**Source records**
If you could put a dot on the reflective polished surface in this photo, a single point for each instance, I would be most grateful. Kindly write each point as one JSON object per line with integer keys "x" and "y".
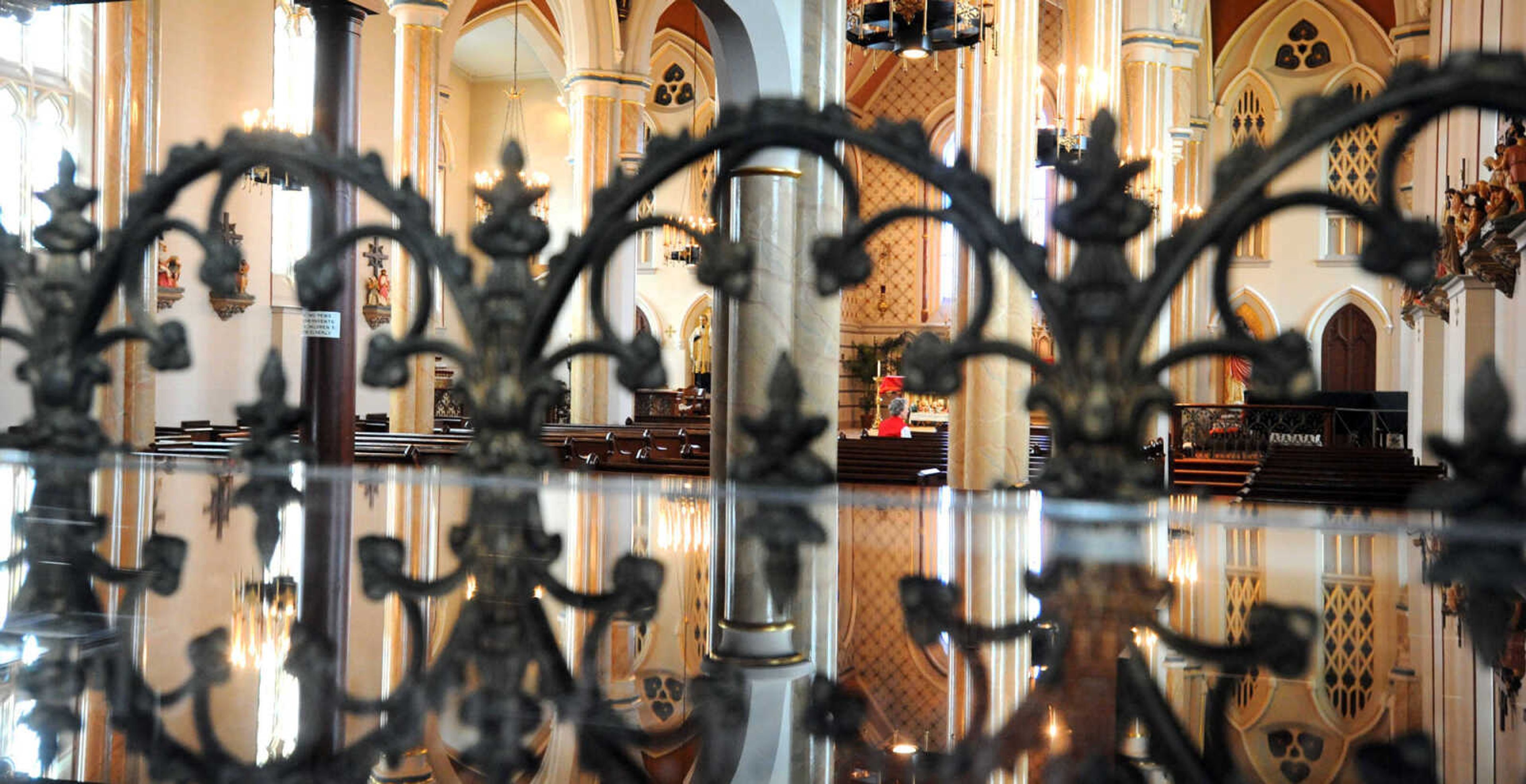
{"x": 1400, "y": 643}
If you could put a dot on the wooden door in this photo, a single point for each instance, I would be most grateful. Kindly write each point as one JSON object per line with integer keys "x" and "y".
{"x": 1350, "y": 353}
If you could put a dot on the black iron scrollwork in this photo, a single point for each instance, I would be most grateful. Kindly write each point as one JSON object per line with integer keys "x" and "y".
{"x": 1099, "y": 394}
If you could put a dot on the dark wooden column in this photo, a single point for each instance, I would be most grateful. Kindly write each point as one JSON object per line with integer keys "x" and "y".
{"x": 329, "y": 364}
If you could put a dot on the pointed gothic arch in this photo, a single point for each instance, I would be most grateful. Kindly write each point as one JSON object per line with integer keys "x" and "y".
{"x": 1371, "y": 306}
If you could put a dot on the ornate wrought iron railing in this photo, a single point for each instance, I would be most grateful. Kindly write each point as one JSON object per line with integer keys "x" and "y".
{"x": 1099, "y": 394}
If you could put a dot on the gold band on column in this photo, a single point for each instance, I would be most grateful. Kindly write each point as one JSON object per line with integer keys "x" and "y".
{"x": 765, "y": 171}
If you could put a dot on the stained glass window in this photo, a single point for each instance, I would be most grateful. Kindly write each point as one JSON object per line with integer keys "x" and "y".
{"x": 1249, "y": 126}
{"x": 1351, "y": 170}
{"x": 45, "y": 109}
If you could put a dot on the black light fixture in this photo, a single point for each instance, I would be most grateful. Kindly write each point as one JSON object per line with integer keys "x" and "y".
{"x": 915, "y": 29}
{"x": 23, "y": 10}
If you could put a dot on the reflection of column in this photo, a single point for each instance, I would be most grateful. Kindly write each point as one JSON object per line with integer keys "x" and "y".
{"x": 599, "y": 104}
{"x": 1470, "y": 339}
{"x": 1427, "y": 347}
{"x": 416, "y": 98}
{"x": 988, "y": 428}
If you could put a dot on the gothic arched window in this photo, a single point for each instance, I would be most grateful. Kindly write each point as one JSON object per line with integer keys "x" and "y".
{"x": 46, "y": 71}
{"x": 292, "y": 103}
{"x": 1249, "y": 126}
{"x": 1351, "y": 170}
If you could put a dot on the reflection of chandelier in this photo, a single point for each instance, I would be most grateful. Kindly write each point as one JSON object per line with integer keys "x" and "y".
{"x": 916, "y": 28}
{"x": 513, "y": 130}
{"x": 1182, "y": 557}
{"x": 263, "y": 615}
{"x": 681, "y": 525}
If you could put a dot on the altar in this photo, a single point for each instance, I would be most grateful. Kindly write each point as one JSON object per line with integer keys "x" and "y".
{"x": 925, "y": 412}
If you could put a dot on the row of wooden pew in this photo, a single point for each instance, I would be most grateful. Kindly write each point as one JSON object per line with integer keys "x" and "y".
{"x": 1337, "y": 476}
{"x": 625, "y": 449}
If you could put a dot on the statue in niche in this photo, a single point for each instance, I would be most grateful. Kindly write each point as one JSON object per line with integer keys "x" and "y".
{"x": 379, "y": 287}
{"x": 229, "y": 306}
{"x": 168, "y": 274}
{"x": 699, "y": 353}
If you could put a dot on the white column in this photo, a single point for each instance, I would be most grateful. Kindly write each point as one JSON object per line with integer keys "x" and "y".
{"x": 1470, "y": 338}
{"x": 990, "y": 426}
{"x": 596, "y": 103}
{"x": 1426, "y": 347}
{"x": 416, "y": 155}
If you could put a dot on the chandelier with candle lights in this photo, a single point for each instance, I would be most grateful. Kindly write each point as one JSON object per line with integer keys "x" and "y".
{"x": 1077, "y": 100}
{"x": 263, "y": 174}
{"x": 263, "y": 617}
{"x": 916, "y": 29}
{"x": 513, "y": 130}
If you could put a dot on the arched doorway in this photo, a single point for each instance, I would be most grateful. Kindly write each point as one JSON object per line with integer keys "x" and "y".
{"x": 1350, "y": 353}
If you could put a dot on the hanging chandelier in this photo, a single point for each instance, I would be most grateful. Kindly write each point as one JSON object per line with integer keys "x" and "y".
{"x": 916, "y": 28}
{"x": 263, "y": 617}
{"x": 513, "y": 130}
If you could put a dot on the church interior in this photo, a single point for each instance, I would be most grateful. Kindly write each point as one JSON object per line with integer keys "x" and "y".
{"x": 496, "y": 144}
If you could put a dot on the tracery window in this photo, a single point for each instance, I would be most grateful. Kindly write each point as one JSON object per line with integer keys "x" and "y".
{"x": 292, "y": 104}
{"x": 1244, "y": 588}
{"x": 1249, "y": 126}
{"x": 46, "y": 78}
{"x": 1304, "y": 49}
{"x": 1350, "y": 658}
{"x": 1351, "y": 170}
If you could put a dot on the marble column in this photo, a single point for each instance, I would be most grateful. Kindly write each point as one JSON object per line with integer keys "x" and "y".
{"x": 988, "y": 423}
{"x": 599, "y": 104}
{"x": 1191, "y": 302}
{"x": 1470, "y": 339}
{"x": 127, "y": 40}
{"x": 756, "y": 331}
{"x": 329, "y": 365}
{"x": 1427, "y": 348}
{"x": 416, "y": 155}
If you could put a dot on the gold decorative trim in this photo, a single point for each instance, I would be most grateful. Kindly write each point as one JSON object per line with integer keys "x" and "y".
{"x": 765, "y": 171}
{"x": 754, "y": 661}
{"x": 744, "y": 626}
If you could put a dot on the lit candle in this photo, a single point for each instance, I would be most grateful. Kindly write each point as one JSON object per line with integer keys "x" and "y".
{"x": 1081, "y": 97}
{"x": 1061, "y": 104}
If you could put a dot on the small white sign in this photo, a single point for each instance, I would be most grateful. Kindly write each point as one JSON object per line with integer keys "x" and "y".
{"x": 321, "y": 324}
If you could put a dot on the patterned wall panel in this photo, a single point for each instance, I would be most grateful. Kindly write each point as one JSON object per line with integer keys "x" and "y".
{"x": 899, "y": 678}
{"x": 915, "y": 92}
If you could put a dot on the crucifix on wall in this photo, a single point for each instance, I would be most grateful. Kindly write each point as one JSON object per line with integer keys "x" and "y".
{"x": 378, "y": 287}
{"x": 229, "y": 306}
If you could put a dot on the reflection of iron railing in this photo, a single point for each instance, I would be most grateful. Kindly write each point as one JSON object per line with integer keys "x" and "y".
{"x": 1247, "y": 431}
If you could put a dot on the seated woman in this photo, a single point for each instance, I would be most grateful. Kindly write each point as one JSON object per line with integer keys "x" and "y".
{"x": 897, "y": 425}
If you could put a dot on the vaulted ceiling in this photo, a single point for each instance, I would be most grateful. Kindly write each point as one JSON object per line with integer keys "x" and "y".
{"x": 1228, "y": 16}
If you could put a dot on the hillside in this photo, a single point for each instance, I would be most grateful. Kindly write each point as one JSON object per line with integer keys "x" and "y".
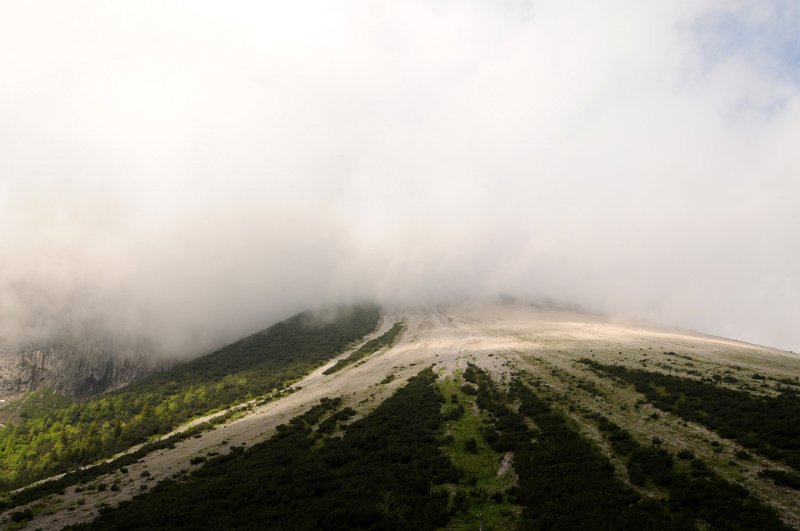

**About this task**
Without including any picture, print all of the entries above exactly.

**Task solution**
If you could put a dot on the reflective polished surface in this photo, a single point for each instance, I would be most grateful. Kindly write each point as one JSON object per line with integer keys "x" and "y".
{"x": 1400, "y": 643}
If you could put a dot on the wooden door in this photo, a single point for each instance, I would be most grateful. Kindly write each point as one JSON object per line with integer keys "x" and "y".
{"x": 1350, "y": 353}
If you could put a dot on the black iron scrollwork in this photo, a single point for each instance, I would be most grateful. Kindly write each point as one JSON object per line with integer keys "x" and "y".
{"x": 1099, "y": 394}
If you could put a dot on the dark wooden column in this photo, a single point for each instance, I would be most grateful. Kindly write each point as one JSON object per line with integer keys "x" and "y".
{"x": 329, "y": 364}
If you could put a dot on the pointed gothic arch in this photo, a single point for each instance, I would be most grateful. Kindly write each point as one JSON object per line with integer keys "x" and "y".
{"x": 1371, "y": 306}
If you could put a dot on the ornate wrought iron railing in this photo, a single point for each instance, I would be most grateful. Kindly write each point as one JSON object per line with integer keys "x" and "y".
{"x": 1099, "y": 394}
If you could put a dot on the gold band on column in this photo, a single point for each instance, I would be most grateful. Kindly write each point as one JSON object per line with integer keys "x" and "y".
{"x": 765, "y": 171}
If you could put a dot on the stained glass window in this photo, a single point for each instance, I would be most grateful. Kindly write each point as one JSON object per line with integer keys "x" and "y".
{"x": 1249, "y": 126}
{"x": 1351, "y": 170}
{"x": 45, "y": 109}
If you could put a dot on the black light fixture in this photo, a single point for each instance, I would be most grateful. Kindly write each point as one JSON object per line with integer keys "x" and "y".
{"x": 915, "y": 29}
{"x": 23, "y": 10}
If you could put a dot on the reflection of column in this photo, a single point for each instance, I would be most grateful. Kindly write each point as one JSON object per line with integer keys "x" and "y".
{"x": 599, "y": 104}
{"x": 1470, "y": 339}
{"x": 1427, "y": 347}
{"x": 416, "y": 98}
{"x": 988, "y": 428}
If you could put a dot on the gothic arched window in this photo, a single point for each instance, I would be most grateful. Kindly write each point as one JSON object per line with integer keys "x" and "y".
{"x": 46, "y": 71}
{"x": 292, "y": 103}
{"x": 1249, "y": 126}
{"x": 1351, "y": 170}
If you could put a dot on the reflection of chandelier in this photo, a single point for each instance, I would be most grateful. Kindly write each point as one JSON object per line with integer keys "x" and "y".
{"x": 916, "y": 28}
{"x": 513, "y": 130}
{"x": 1182, "y": 557}
{"x": 263, "y": 615}
{"x": 681, "y": 525}
If you could put a dot on the altar in this photo, a single point for each instance, I would be most grateful. Kindly write each point as one JSON object per line with integer keys "x" and "y".
{"x": 925, "y": 412}
If you could put a dot on the row of wooden pew in this photo, a single point for each instance, I would be most grateful. Kindly write each point as one JSON object per line with integer keys "x" and "y".
{"x": 1337, "y": 476}
{"x": 625, "y": 449}
If you could put a dot on the statue in niche in this photo, a single point for each instance, I would be most grateful. Kindly write each point as one JSON object per line with integer keys "x" and "y".
{"x": 379, "y": 287}
{"x": 229, "y": 306}
{"x": 168, "y": 274}
{"x": 699, "y": 353}
If you could put a dot on the white column in this photo, a single point for each instance, I would be most grateful. Kindly write each point as one JSON object per line with integer keys "x" and "y".
{"x": 1470, "y": 338}
{"x": 990, "y": 426}
{"x": 596, "y": 103}
{"x": 1426, "y": 347}
{"x": 416, "y": 155}
If you could put a dot on the chandelier with candle lights in this photo, a single point for each instance, I would be most grateful. Kindly write each point as one JSON object per line with integer keys "x" and "y".
{"x": 1077, "y": 100}
{"x": 263, "y": 174}
{"x": 263, "y": 617}
{"x": 916, "y": 29}
{"x": 513, "y": 130}
If you could put a dot on the arched doorway in this photo, a single point for each instance, I would be most grateful. Kindly write each point as one JSON object per line with integer keys "x" and "y".
{"x": 1350, "y": 353}
If you could put a dot on the hanging chandelier in this photo, a single point for each instance, I would be most grateful. Kindly write each point as one JSON object per line with integer keys "x" and "y".
{"x": 916, "y": 28}
{"x": 263, "y": 617}
{"x": 513, "y": 130}
If you could put a dot on the church interior in this photo, a single point for each instance, I would be most grateful. Kindly write each point as one JSON object per line with integer keys "x" and "y".
{"x": 496, "y": 144}
If you could put a dot on the tracery window in this photo, a single point for each instance, I would be most grateful. Kindly write each point as one JSON object per line with integer keys "x" and "y".
{"x": 292, "y": 104}
{"x": 1244, "y": 588}
{"x": 1249, "y": 126}
{"x": 46, "y": 78}
{"x": 1304, "y": 49}
{"x": 1350, "y": 658}
{"x": 1351, "y": 170}
If you could put a dot on the marble column in this photo, a single point for each instance, I would be most grateful. Kindly write each point as one JSON object per line with integer keys "x" and "y".
{"x": 988, "y": 423}
{"x": 599, "y": 104}
{"x": 1191, "y": 302}
{"x": 1470, "y": 339}
{"x": 127, "y": 40}
{"x": 756, "y": 331}
{"x": 329, "y": 365}
{"x": 1427, "y": 348}
{"x": 416, "y": 155}
If you could put a dot on the gold decorative trim in this photo, a single point for each instance, I would be most grateful. Kindly write each point as one JSON object per line with integer keys "x" and "y".
{"x": 765, "y": 171}
{"x": 754, "y": 661}
{"x": 744, "y": 626}
If you could put a dot on the lit candle in this photo, a single point for each instance, I would be most grateful. Kindly write each point as one JSON object per line with integer keys "x" and "y".
{"x": 1081, "y": 97}
{"x": 1061, "y": 104}
If you could put a dot on the small white sign in this photo, a single point for each instance, I would be most grateful. Kindly write each point as one JSON object per line with integer keys "x" and "y".
{"x": 321, "y": 324}
If you could put a dot on the patterned wall panel in this photo, a single point for each instance, I would be most grateful. Kindly write each point as one JSON object per line with integer keys "x" and "y".
{"x": 899, "y": 678}
{"x": 915, "y": 92}
If you could put a dot on the crucifix on wall in this photo, a single point for each instance, I would be most grateful. Kindly write each point as one JSON object per line with integer keys "x" and "y".
{"x": 378, "y": 287}
{"x": 229, "y": 306}
If you could put a dot on the reflection of iron railing in this photo, a single point for each instance, I would be most grateful. Kindly write each point as one JSON object per line with integer keys "x" and "y".
{"x": 1247, "y": 431}
If you could put a dot on the seated woman in this photo, a single point for each instance, I would be most grateful. Kindly write each point as one JSON object per line with integer keys "x" and "y".
{"x": 897, "y": 425}
If you could put a dot on the vaulted ceiling in this photo, a single point for each instance, I would be most grateful. Kindly write each point as one JSON object per line with integer keys "x" and "y".
{"x": 1228, "y": 16}
If you could put a dot on the hillside in this photo, a single point for each instance, I would be most grateful. Kindly write each point as one JSON object per line with integer keys "x" and "y".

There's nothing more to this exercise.